start
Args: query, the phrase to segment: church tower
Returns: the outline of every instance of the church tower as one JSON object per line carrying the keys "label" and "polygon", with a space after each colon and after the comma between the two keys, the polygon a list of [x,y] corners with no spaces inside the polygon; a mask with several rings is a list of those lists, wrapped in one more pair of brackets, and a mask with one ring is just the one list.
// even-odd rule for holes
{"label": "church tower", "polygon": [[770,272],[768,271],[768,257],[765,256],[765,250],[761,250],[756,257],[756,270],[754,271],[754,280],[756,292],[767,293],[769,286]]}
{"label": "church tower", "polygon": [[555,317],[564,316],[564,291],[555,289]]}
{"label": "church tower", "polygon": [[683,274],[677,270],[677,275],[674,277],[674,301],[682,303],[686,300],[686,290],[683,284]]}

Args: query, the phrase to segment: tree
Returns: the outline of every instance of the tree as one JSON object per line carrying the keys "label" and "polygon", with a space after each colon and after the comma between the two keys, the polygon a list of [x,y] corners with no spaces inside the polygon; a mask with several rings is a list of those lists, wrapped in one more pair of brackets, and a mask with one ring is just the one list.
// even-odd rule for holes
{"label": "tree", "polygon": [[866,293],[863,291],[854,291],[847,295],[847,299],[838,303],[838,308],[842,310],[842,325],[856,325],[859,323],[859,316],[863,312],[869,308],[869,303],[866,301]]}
end
Directions: Output all records verbatim.

Solution to the problem:
Args: query, the phrase to segment: church tower
Returns: the outline of every instance of the church tower as one JSON object per line carrying the keys "label" and "polygon", with a space after each colon and after the comma between the two keys, the polygon a list of [x,y] corners with no spaces inside the polygon; a mask with several rings is a list of those lists, wrapped in one more pair of brackets, and a mask with one ring is just the one list.
// even-odd rule for holes
{"label": "church tower", "polygon": [[770,272],[768,271],[768,257],[765,256],[765,250],[761,250],[756,257],[756,270],[754,271],[754,280],[756,292],[767,293],[769,286]]}
{"label": "church tower", "polygon": [[555,317],[564,316],[564,291],[555,289]]}
{"label": "church tower", "polygon": [[683,274],[677,270],[677,275],[674,277],[674,301],[682,303],[686,300],[686,290],[683,284]]}

Args: query, the phrase to segment: tree
Returns: the outline of every instance of the tree as one JSON object per line carrying the keys "label" and "polygon", with a space after each colon and after the comma between the two keys, the polygon a list of [x,y] corners with no spaces inside the polygon; a mask with several rings is a list of those lists, wrapped in one more pair of brackets, and a mask with one ring is just the one list.
// even-odd rule for holes
{"label": "tree", "polygon": [[866,293],[863,291],[854,291],[847,295],[847,299],[838,303],[838,308],[842,310],[842,325],[856,325],[859,323],[859,316],[863,312],[869,308],[869,303],[866,301]]}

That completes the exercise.